* **GIVEN PASSAGE**
::::

The Festive Season in Perspective

It’s not like me to write a blog post without adding a few pertinent photographs.

It’s not like me to have left a month between posts either.

But this year I’ve been hard-pressed to find something to say nor something worthy of a photograph …

You see,  rather a lot of things have not quite gone according to plan this festive season and while part of me wants to have a good old whinge, part of me knows that our own litany of ‘things that went wrong’ have no right to be called ‘disasters’, not when families lose loved ones in tragic circumstances. Not when I had a roof over my head and was warm, with my family and well-fed.

And so the fact that I spent a whole week tramping the streets of London looking for a flat to buy ended in disappointment as I realized our budget cannot stretch to buy even the one-bed flat our boys are currently renting, is really not worth worrying about. I mean, it’s not as if we have no choice about where we buy.

Nor can the fact that we rented a cottage that slept six and showed photographs of amply proportioned accommodation but only had table and chairs to seat 4 be classed as a problem. Not really. Despite the fact that we had organized several occasions when I was catering for ten people. I mean, we had laps on which to balance our plates and still got to see almost every member of our families this year.

I admit that my father-in-law having a nasty fall on 23rd December, was not exactly a good thing, particularly as he dislocated his shoulder, fell on his face and broke a few teeth. However, was it really so bad that we had to abandon the cottage we had rented specially for Christmas and decamp lock, stock and fridgeful to Ian’s parents instead? I mean, we were still able to be with them on The Day.

Was it really a big deal that the unexpected hours in the car meant that our biodynamic, free-range turkey went bad? I mean, we had a joint of beef ready for Boxing Day and my mother-in-law had half a jar of horseradish sauce, after all.

Did it really matter that Ian got food-poisoning on 31st December and we had to cancel going to a new year party with friends we’ve known for over 30 years and really wanted to see? I mean, they understood and we managed to pop over for coffee yesterday instead. And, staying I meant that Ian could go to bed at 8.30 and Josh and I could go to see the fireworks at midnight from the local ‘suicide bridge’. Only 300 people had beaten us to it and anyway the bridge faced Canary Wharf not Westminster!

::::

* **WHAT IS REQUIRED**
In the festive season post, why did the week spent looking for a flat in London end in disappointment? Answer in one to three sentences. The items that come next have nothing to do with the exercise.

(Point annotation data)
::::

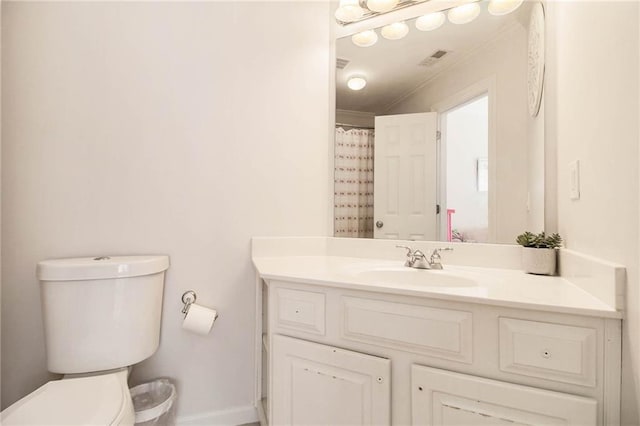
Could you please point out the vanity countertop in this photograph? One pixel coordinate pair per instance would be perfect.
(491, 286)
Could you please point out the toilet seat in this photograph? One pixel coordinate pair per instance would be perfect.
(94, 400)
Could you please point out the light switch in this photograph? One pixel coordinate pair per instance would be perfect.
(574, 180)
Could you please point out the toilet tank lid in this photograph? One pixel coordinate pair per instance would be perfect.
(100, 267)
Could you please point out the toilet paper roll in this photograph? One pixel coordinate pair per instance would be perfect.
(199, 319)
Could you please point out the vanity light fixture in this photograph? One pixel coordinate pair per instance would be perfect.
(464, 14)
(503, 7)
(365, 38)
(381, 6)
(395, 31)
(349, 11)
(430, 21)
(356, 83)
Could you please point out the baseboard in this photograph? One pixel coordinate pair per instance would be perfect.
(231, 417)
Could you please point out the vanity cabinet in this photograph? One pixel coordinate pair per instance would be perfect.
(341, 356)
(445, 398)
(320, 384)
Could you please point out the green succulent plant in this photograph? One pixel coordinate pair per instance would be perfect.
(541, 240)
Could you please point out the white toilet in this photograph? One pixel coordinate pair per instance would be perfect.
(101, 315)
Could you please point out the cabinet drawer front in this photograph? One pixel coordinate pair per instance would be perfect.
(440, 397)
(549, 351)
(316, 384)
(300, 310)
(441, 333)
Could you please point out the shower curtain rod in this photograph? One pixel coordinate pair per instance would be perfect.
(355, 127)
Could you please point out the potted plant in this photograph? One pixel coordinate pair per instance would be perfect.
(539, 252)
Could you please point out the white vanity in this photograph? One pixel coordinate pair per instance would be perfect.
(364, 340)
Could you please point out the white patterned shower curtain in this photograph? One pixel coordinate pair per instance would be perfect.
(353, 183)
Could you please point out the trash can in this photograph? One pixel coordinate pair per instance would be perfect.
(154, 403)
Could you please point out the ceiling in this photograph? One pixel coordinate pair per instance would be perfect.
(392, 68)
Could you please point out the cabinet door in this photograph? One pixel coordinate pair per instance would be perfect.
(314, 384)
(443, 398)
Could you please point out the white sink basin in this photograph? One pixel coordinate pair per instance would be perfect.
(422, 277)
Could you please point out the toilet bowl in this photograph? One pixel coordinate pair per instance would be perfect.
(103, 399)
(101, 315)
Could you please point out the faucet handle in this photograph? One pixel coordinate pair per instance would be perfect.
(436, 253)
(409, 261)
(409, 250)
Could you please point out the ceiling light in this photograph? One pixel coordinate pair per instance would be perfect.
(381, 6)
(356, 83)
(503, 7)
(464, 14)
(395, 31)
(430, 22)
(349, 11)
(365, 39)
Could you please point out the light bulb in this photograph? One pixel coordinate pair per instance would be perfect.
(381, 6)
(464, 14)
(349, 11)
(365, 38)
(503, 7)
(395, 31)
(356, 83)
(430, 22)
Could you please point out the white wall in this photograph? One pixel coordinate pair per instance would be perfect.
(504, 59)
(355, 118)
(154, 127)
(466, 137)
(595, 80)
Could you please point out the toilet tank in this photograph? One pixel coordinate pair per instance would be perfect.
(101, 313)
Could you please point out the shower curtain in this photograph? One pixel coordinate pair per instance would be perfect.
(353, 183)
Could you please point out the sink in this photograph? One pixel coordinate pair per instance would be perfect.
(411, 276)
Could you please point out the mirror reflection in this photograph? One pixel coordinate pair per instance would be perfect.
(434, 139)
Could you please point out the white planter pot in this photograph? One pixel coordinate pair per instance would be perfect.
(539, 261)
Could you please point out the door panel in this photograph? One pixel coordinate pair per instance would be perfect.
(405, 176)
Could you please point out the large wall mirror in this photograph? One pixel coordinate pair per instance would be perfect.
(434, 137)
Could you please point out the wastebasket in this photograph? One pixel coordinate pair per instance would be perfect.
(154, 403)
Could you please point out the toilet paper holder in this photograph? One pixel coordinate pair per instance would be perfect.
(188, 297)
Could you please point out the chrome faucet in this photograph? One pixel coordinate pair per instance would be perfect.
(417, 259)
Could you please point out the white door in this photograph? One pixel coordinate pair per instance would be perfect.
(444, 398)
(405, 177)
(316, 384)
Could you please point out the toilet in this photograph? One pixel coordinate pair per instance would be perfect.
(101, 316)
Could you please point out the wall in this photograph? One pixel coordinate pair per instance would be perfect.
(157, 127)
(594, 77)
(504, 58)
(356, 118)
(466, 132)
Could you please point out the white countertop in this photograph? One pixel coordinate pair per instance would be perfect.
(491, 286)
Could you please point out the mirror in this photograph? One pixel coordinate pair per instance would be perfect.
(439, 144)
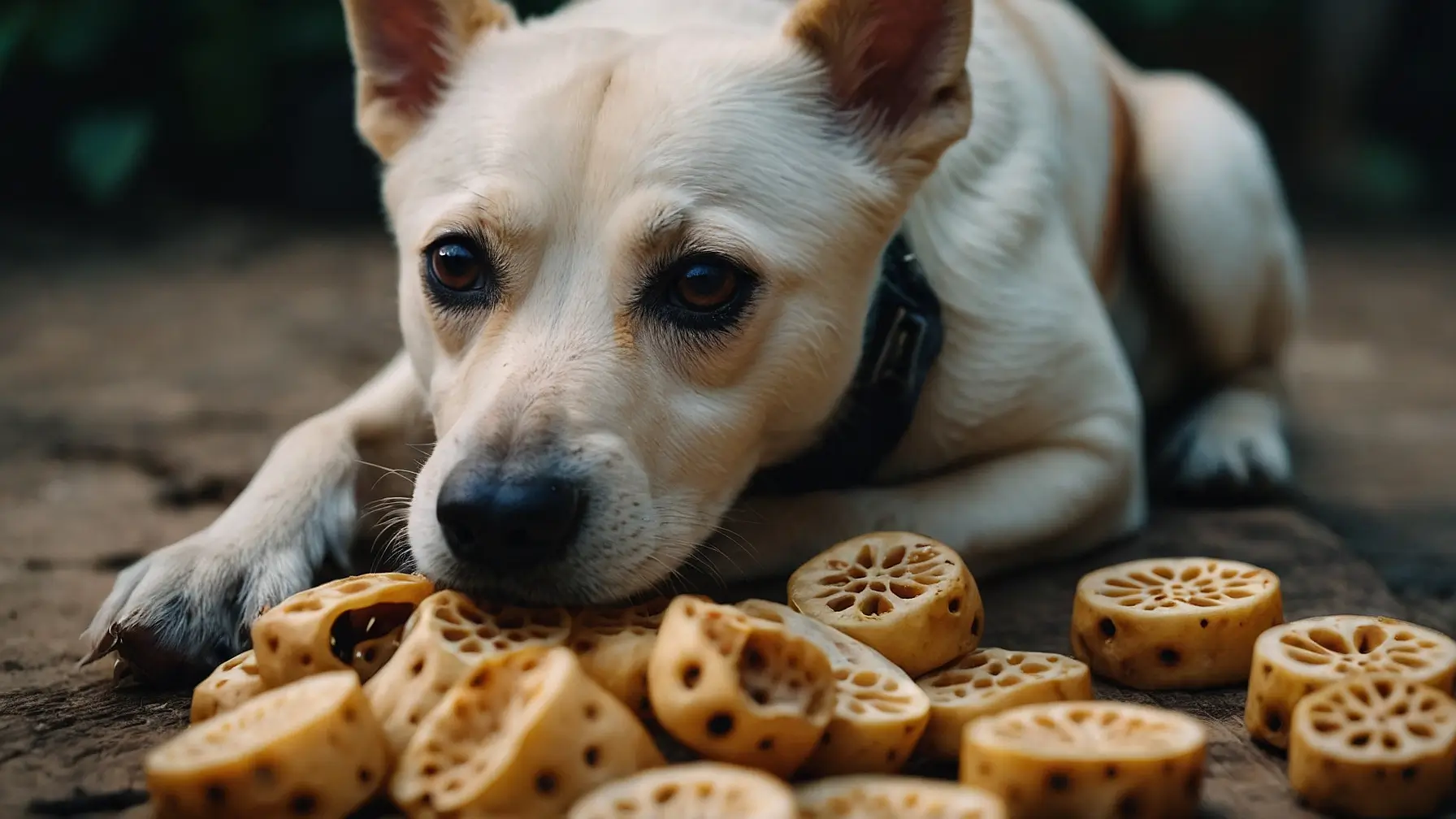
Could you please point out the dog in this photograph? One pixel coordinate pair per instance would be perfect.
(643, 253)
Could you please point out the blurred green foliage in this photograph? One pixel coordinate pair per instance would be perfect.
(115, 99)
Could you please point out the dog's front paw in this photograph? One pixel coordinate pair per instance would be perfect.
(1232, 448)
(184, 609)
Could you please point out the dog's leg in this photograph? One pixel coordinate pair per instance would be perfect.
(1228, 260)
(188, 607)
(1071, 493)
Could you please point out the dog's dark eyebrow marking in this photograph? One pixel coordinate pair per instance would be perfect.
(663, 228)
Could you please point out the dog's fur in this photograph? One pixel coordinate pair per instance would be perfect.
(1103, 240)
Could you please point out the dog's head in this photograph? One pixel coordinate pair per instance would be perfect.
(635, 267)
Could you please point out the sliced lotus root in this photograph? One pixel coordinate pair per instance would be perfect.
(305, 749)
(1303, 656)
(878, 712)
(371, 655)
(737, 688)
(1088, 760)
(989, 681)
(696, 791)
(1176, 622)
(1373, 745)
(229, 687)
(904, 595)
(319, 628)
(895, 797)
(525, 734)
(446, 639)
(615, 646)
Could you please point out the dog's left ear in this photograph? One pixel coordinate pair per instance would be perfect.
(404, 54)
(897, 67)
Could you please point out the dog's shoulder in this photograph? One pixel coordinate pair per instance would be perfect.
(661, 16)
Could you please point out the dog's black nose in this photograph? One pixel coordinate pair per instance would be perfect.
(509, 523)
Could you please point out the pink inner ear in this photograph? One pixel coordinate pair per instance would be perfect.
(886, 56)
(405, 56)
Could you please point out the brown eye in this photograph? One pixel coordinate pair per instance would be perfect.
(705, 286)
(457, 264)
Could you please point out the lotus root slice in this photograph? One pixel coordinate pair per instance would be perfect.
(443, 642)
(262, 758)
(1088, 760)
(903, 797)
(615, 646)
(737, 688)
(904, 595)
(1303, 656)
(319, 628)
(989, 681)
(880, 714)
(693, 789)
(525, 734)
(1174, 622)
(226, 688)
(1373, 745)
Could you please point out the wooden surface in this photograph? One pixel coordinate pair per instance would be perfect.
(143, 384)
(55, 742)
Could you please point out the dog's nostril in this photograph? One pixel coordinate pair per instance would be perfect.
(510, 523)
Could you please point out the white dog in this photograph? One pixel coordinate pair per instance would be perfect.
(913, 264)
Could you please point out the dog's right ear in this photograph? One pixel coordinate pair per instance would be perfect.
(404, 53)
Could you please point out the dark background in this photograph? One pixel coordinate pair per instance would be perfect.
(137, 110)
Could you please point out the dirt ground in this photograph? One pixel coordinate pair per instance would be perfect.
(140, 388)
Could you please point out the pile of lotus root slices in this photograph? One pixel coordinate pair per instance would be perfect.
(379, 691)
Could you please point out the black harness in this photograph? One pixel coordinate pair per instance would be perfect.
(902, 341)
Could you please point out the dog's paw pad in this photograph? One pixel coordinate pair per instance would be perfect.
(1233, 444)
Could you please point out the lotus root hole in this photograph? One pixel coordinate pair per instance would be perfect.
(1329, 640)
(720, 725)
(303, 804)
(692, 672)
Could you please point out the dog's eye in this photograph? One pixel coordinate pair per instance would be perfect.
(705, 284)
(457, 264)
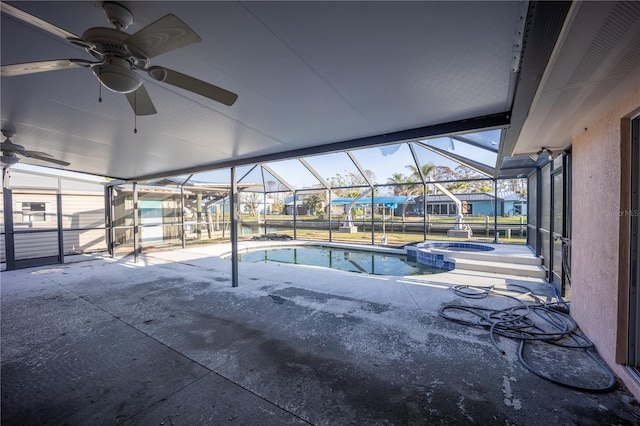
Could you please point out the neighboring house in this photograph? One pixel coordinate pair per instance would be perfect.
(477, 204)
(398, 204)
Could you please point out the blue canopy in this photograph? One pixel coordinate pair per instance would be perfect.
(389, 201)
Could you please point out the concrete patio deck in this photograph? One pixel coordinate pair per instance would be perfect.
(168, 341)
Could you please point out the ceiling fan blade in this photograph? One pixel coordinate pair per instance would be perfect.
(141, 101)
(164, 35)
(37, 22)
(34, 154)
(42, 66)
(50, 160)
(192, 84)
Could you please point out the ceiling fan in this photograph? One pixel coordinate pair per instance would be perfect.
(119, 56)
(11, 152)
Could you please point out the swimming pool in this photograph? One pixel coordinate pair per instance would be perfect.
(374, 263)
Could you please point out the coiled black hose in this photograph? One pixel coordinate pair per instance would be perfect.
(554, 326)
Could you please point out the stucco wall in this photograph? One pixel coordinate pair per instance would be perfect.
(595, 236)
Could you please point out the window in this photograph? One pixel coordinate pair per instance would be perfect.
(34, 212)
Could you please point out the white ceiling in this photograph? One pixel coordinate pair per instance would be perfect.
(307, 74)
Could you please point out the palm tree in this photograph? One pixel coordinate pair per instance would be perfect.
(397, 178)
(426, 169)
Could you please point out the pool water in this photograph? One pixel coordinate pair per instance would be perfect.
(345, 260)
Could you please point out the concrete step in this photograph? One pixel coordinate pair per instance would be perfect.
(490, 256)
(533, 271)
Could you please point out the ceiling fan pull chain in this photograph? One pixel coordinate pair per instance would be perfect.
(100, 87)
(135, 116)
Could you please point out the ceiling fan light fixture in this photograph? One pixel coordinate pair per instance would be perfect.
(118, 77)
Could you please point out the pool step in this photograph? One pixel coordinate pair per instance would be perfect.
(519, 269)
(490, 256)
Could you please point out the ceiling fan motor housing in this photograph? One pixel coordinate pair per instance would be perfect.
(116, 75)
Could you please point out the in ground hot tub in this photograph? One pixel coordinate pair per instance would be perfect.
(422, 253)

::::

* **FINISHED EXERCISE**
The search ended in disappointment because the budget could not stretch to buy even the one-bed flat the boys are currently renting.